Enunciado A
Reproduza fielmente, linha por linha, todas as entradas de dados coletados que aparecem abaixo do trecho.

Trecho do texto

2. Noticia e análise de livros

Se a árvore se conhece pelo fruto, este livro é digno da Escola que formou o autor, à qual foi apresentado como tese de doutoramento. Quem assim se apresenta, assume obrigações, não só com a própria Escola, onde já é mestre e que hoje vindica nobremente as exigências da ética docente e do ideal universitário como formação, senão também com a cientificação da história da cultura e do pensamento no Brasil.

4. É sempre grata a irradiação dos estudos de assuntos portugueses, subindo de ponto a gratidão quando a irradiação se acompanha da compreensão do que nos é próprio. Tanto basta para que signifiquemos ao jovem e esperançoso autor o nosso apreço pelo ensaio que dedicou ao autor do Quod nihil scitur,* mas apreço e simpatia não querem dizer aplauso sem adversativas e objeções.

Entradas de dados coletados
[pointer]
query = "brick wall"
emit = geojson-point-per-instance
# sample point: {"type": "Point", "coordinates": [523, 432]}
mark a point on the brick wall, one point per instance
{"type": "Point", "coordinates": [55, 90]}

Enunciado B
Com base no trecho acima, explique por que o resenhista declara seu apreço ao autor pelo ensaio.

Resposta completa A
[pointer]
query = "brick wall"
emit = geojson-point-per-instance
# sample point: {"type": "Point", "coordinates": [523, 432]}
mark a point on the brick wall, one point per instance
{"type": "Point", "coordinates": [55, 90]}

Resposta completa B
O resenhista declara seu apreço porque considera sempre grata a irradiação dos estudos de assuntos portugueses. Essa gratidão aumenta quando a irradiação vem acompanhada da compreensão do que, nas palavras do trecho, "nos é próprio". Ele ressalva, porém, que apreço e simpatia não significam aplauso sem adversativas e objeções.